Job: Can you lay out the records below as a Markdown table with a Row column numbering each one and a Record column holding its line, leaving out any blank lines?
-------- Dataset rows
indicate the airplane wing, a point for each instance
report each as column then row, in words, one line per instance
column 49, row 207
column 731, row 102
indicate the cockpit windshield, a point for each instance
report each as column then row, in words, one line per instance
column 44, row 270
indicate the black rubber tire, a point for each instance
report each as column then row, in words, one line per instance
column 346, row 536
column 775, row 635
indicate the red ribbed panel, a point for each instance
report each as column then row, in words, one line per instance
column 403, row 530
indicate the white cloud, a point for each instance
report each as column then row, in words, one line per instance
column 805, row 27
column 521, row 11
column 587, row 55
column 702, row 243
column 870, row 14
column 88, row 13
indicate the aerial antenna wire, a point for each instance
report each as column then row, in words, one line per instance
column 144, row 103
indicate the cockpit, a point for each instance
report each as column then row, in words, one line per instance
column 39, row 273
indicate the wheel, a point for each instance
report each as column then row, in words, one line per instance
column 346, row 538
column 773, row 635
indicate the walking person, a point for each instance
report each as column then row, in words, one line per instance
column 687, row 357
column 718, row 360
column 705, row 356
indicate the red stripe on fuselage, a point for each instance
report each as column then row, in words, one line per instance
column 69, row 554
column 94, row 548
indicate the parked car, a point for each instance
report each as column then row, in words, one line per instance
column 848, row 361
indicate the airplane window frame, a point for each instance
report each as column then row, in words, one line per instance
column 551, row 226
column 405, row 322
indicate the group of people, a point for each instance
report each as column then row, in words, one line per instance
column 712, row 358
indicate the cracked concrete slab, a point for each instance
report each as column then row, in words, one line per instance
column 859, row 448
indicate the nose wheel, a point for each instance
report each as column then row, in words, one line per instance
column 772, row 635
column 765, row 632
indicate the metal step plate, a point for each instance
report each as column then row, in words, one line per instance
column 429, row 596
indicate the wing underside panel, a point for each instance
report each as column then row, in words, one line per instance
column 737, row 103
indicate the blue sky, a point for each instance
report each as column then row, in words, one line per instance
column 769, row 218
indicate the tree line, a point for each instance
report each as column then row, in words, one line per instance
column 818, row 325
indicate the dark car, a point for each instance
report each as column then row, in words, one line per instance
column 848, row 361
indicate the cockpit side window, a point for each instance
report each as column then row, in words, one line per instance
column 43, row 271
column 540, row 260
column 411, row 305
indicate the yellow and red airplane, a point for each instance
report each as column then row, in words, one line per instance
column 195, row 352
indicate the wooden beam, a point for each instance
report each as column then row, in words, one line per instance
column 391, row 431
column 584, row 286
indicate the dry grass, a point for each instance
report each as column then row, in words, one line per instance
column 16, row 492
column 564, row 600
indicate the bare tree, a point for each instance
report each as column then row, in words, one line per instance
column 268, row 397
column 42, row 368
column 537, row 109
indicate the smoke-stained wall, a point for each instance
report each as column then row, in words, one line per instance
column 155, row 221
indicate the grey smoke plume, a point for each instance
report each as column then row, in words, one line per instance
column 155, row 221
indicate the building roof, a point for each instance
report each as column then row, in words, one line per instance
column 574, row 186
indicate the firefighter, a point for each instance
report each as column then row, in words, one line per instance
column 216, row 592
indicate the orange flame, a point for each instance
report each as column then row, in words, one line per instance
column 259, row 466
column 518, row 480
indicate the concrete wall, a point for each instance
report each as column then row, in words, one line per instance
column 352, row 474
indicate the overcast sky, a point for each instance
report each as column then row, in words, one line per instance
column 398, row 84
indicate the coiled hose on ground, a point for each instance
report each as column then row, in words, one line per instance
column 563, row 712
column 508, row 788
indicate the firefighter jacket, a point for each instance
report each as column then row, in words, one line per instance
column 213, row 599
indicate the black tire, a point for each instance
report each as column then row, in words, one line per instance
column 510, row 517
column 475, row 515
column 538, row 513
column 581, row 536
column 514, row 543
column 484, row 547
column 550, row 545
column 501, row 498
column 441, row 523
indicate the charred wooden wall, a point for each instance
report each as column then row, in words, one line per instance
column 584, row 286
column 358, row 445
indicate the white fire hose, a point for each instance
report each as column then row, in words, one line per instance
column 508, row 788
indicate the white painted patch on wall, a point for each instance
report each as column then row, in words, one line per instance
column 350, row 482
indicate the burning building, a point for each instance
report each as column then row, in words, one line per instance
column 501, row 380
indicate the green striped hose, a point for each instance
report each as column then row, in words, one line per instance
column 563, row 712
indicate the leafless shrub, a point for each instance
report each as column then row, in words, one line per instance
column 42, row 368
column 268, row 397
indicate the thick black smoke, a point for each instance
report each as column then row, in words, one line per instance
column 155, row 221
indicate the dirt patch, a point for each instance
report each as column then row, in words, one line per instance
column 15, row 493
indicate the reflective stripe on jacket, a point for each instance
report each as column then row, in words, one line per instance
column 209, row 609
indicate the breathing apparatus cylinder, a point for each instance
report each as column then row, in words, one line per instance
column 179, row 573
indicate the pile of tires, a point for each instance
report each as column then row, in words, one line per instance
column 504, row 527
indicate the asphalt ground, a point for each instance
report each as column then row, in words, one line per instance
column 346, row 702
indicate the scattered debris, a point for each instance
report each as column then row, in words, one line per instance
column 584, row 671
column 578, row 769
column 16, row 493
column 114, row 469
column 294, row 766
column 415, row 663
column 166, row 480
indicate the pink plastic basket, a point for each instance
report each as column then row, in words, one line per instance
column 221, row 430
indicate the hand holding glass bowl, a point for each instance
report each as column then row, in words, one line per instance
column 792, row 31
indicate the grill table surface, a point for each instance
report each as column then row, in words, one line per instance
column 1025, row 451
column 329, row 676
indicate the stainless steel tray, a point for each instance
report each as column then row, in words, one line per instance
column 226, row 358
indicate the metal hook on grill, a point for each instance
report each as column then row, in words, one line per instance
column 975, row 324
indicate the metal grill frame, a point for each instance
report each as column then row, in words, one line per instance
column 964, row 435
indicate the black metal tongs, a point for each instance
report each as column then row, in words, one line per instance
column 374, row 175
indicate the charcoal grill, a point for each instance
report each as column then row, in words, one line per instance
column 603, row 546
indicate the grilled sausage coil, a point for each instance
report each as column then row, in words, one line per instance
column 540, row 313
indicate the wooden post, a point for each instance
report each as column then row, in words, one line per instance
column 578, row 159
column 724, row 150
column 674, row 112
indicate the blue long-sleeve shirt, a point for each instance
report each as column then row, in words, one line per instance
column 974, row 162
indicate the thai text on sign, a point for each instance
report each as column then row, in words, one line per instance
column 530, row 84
----------------
Reply:
| Row | Record |
|---|---|
| 1 | indicate the airplane wing, a point for each instance |
| 2 | report each as column then row, in words, one line per instance |
| 3 | column 49, row 207 |
| 4 | column 731, row 102 |
| 5 | indicate the cockpit windshield, a point for each instance |
| 6 | report each as column then row, in words, one line per instance |
| 7 | column 44, row 270 |
| 8 | indicate the black rubber tire, a point for each instance |
| 9 | report each as column then row, in words, one line per instance |
| 10 | column 346, row 536 |
| 11 | column 775, row 635 |
| 12 | indicate the red ribbed panel, a point for each instance |
| 13 | report each as column then row, in words, one line per instance |
| 14 | column 403, row 530 |
| 15 | indicate the white cloud, a point for each instance |
| 16 | report each as column then row, in words, one line per instance |
| 17 | column 805, row 27 |
| 18 | column 521, row 11 |
| 19 | column 587, row 55 |
| 20 | column 702, row 243 |
| 21 | column 870, row 14 |
| 22 | column 88, row 13 |
| 23 | indicate the aerial antenna wire, a point for each instance |
| 24 | report each as column then row, in words, one line per instance |
| 25 | column 144, row 103 |
| 26 | indicate the cockpit, a point for each instance |
| 27 | report each as column then row, in words, one line per instance |
| 28 | column 39, row 273 |
| 29 | indicate the wheel, a point for each instance |
| 30 | report each as column then row, in words, one line per instance |
| 31 | column 346, row 538 |
| 32 | column 773, row 635 |
| 33 | indicate the walking person, a point for each instance |
| 34 | report each as column then row, in words, one line per instance |
| 35 | column 687, row 357 |
| 36 | column 718, row 360 |
| 37 | column 705, row 356 |
| 38 | indicate the red stripe on fuselage, a point for each instance |
| 39 | report each as column then row, in words, one line per instance |
| 40 | column 69, row 554 |
| 41 | column 94, row 548 |
| 42 | indicate the parked car, a point for each instance |
| 43 | report each as column then row, in words, one line per instance |
| 44 | column 848, row 361 |
| 45 | indicate the airplane window frame, a point for each instance |
| 46 | report each as column then row, in words, one line per instance |
| 47 | column 551, row 226 |
| 48 | column 405, row 322 |
| 49 | indicate the group of people, a point for each instance |
| 50 | report each as column then row, in words, one line per instance |
| 51 | column 712, row 358 |
| 52 | indicate the cracked concrete slab, a point for each instance |
| 53 | report each as column then row, in words, one line per instance |
| 54 | column 859, row 448 |
| 55 | indicate the nose wheel, a point for each instance |
| 56 | report each as column then row, in words, one line per instance |
| 57 | column 772, row 635 |
| 58 | column 765, row 632 |
| 59 | indicate the metal step plate, a point for each instance |
| 60 | report each as column then row, in words, one line per instance |
| 61 | column 429, row 596 |
| 62 | indicate the wing underside panel, a point for each instance |
| 63 | report each as column then row, in words, one line per instance |
| 64 | column 737, row 103 |
| 65 | indicate the blue sky, a point for each instance |
| 66 | report each as column then row, in words, one line per instance |
| 67 | column 769, row 218 |
| 68 | indicate the tree line, a point for each instance |
| 69 | report each as column then row, in words, one line per instance |
| 70 | column 818, row 325 |
| 71 | indicate the dark car, a point for each instance |
| 72 | report each as column then row, in words, one line per instance |
| 73 | column 848, row 361 |
| 74 | indicate the cockpit side window, a point for each instance |
| 75 | report each as column then row, in words, one line per instance |
| 76 | column 43, row 271 |
| 77 | column 540, row 260 |
| 78 | column 411, row 305 |
| 79 | indicate the yellow and red airplane, a point for each instance |
| 80 | report each as column then row, in words, one line per instance |
| 81 | column 195, row 352 |
| 82 | indicate the wooden beam, a point for each instance |
| 83 | report each as column then row, in words, one line per instance |
| 84 | column 391, row 431 |
| 85 | column 584, row 286 |
| 86 | indicate the dry grass, a point for each instance |
| 87 | report each as column then row, in words, one line per instance |
| 88 | column 16, row 492 |
| 89 | column 564, row 600 |
| 90 | indicate the bare tree, a point for each instance |
| 91 | report each as column then row, in words, one line per instance |
| 92 | column 268, row 397 |
| 93 | column 42, row 368 |
| 94 | column 537, row 109 |
| 95 | indicate the smoke-stained wall, a point for each instance |
| 96 | report each as column then row, in words, one line per instance |
| 97 | column 155, row 221 |
| 98 | indicate the grey smoke plume, a point for each instance |
| 99 | report each as column then row, in words, one line per instance |
| 100 | column 155, row 221 |
| 101 | indicate the building roof, a point for each instance |
| 102 | report each as column then row, in words, one line per instance |
| 103 | column 574, row 186 |
| 104 | indicate the firefighter, a point for each instance |
| 105 | report each as column then row, in words, one line per instance |
| 106 | column 216, row 592 |
| 107 | indicate the orange flame, a point for each instance |
| 108 | report each as column then row, in words, one line per instance |
| 109 | column 259, row 466 |
| 110 | column 518, row 480 |
| 111 | indicate the concrete wall, a point for each instance |
| 112 | report each as column then row, in words, one line per instance |
| 113 | column 352, row 474 |
| 114 | indicate the overcast sky, a point for each instance |
| 115 | report each as column then row, in words, one line per instance |
| 116 | column 398, row 84 |
| 117 | indicate the coiled hose on ground, a point for each instance |
| 118 | report each as column then row, in words, one line per instance |
| 119 | column 563, row 712 |
| 120 | column 508, row 788 |
| 121 | indicate the firefighter jacket, a point for each instance |
| 122 | report each as column then row, in words, one line per instance |
| 123 | column 213, row 599 |
| 124 | indicate the black tire, a point for each instance |
| 125 | report each as column then row, in words, one line per instance |
| 126 | column 510, row 517 |
| 127 | column 475, row 515 |
| 128 | column 538, row 513 |
| 129 | column 581, row 536 |
| 130 | column 514, row 543 |
| 131 | column 484, row 547 |
| 132 | column 550, row 545 |
| 133 | column 501, row 498 |
| 134 | column 441, row 523 |
| 135 | indicate the charred wooden wall, a point for each instance |
| 136 | report each as column then row, in words, one line per instance |
| 137 | column 584, row 286 |
| 138 | column 358, row 445 |
| 139 | indicate the white fire hose, a point for each instance |
| 140 | report each as column then row, in words, one line per instance |
| 141 | column 508, row 788 |
| 142 | indicate the white painted patch on wall, a point for each instance |
| 143 | report each as column then row, in words, one line per instance |
| 144 | column 350, row 482 |
| 145 | indicate the burning building, a point for each instance |
| 146 | report each as column then row, in words, one line per instance |
| 147 | column 501, row 380 |
| 148 | indicate the green striped hose, a point for each instance |
| 149 | report each as column then row, in words, one line per instance |
| 150 | column 563, row 712 |
| 151 | indicate the leafless shrub, a point for each instance |
| 152 | report each as column then row, in words, one line per instance |
| 153 | column 42, row 368 |
| 154 | column 268, row 397 |
| 155 | indicate the thick black smoke, a point for each instance |
| 156 | report each as column then row, in words, one line per instance |
| 157 | column 155, row 221 |
| 158 | indicate the dirt patch, a point for each instance |
| 159 | report each as column then row, in words, one line per instance |
| 160 | column 15, row 493 |
| 161 | indicate the reflective stripe on jacket, a point for each instance |
| 162 | report each as column then row, in words, one line per instance |
| 163 | column 209, row 609 |
| 164 | indicate the breathing apparatus cylinder, a point for each instance |
| 165 | report each as column then row, in words, one line per instance |
| 166 | column 179, row 573 |
| 167 | indicate the pile of tires, a point for each instance |
| 168 | report each as column then row, in words, one line per instance |
| 169 | column 504, row 527 |
| 170 | indicate the asphalt ground, a point for each instance |
| 171 | report each as column then row, in words, one line per instance |
| 172 | column 346, row 702 |
| 173 | indicate the scattered debris, a point for each instance |
| 174 | report each as column then row, in words, one line per instance |
| 175 | column 584, row 671 |
| 176 | column 578, row 769 |
| 177 | column 16, row 493 |
| 178 | column 114, row 469 |
| 179 | column 294, row 766 |
| 180 | column 415, row 663 |
| 181 | column 166, row 480 |
| 182 | indicate the pink plastic basket, a point for each instance |
| 183 | report each as column then row, in words, one line per instance |
| 184 | column 221, row 430 |
| 185 | indicate the hand holding glass bowl, a point for each instance |
| 186 | report each as column then row, in words, one line per instance |
| 187 | column 792, row 31 |
| 188 | indicate the grill table surface, a point for each instance |
| 189 | report each as column then row, in words, one line per instance |
| 190 | column 1025, row 451 |
| 191 | column 329, row 676 |
| 192 | indicate the stainless steel tray, a point for each instance |
| 193 | report each as column then row, in words, one line per instance |
| 194 | column 226, row 358 |
| 195 | indicate the metal hook on grill, a point for each instance |
| 196 | report each as column then row, in words, one line per instance |
| 197 | column 975, row 324 |
| 198 | indicate the metal grill frame, a point for each instance |
| 199 | report each as column then row, in words, one line per instance |
| 200 | column 964, row 435 |
| 201 | indicate the black metal tongs, a point for each instance |
| 202 | report each as column then row, in words, one line per instance |
| 203 | column 374, row 175 |
| 204 | indicate the charcoal grill, a point for each instance |
| 205 | report each as column then row, in words, one line per instance |
| 206 | column 603, row 546 |
| 207 | indicate the grilled sausage coil, a point for each instance |
| 208 | report each as column then row, in words, one line per instance |
| 209 | column 540, row 313 |
| 210 | indicate the wooden post, a point for each instance |
| 211 | report each as column then row, in words, one line per instance |
| 212 | column 578, row 159 |
| 213 | column 724, row 150 |
| 214 | column 674, row 112 |
| 215 | indicate the blue long-sleeve shirt, a point for each instance |
| 216 | report each as column then row, in words, one line per instance |
| 217 | column 974, row 162 |
| 218 | indicate the thai text on sign, a point for each instance |
| 219 | report each as column then row, in words, one line per instance |
| 220 | column 530, row 84 |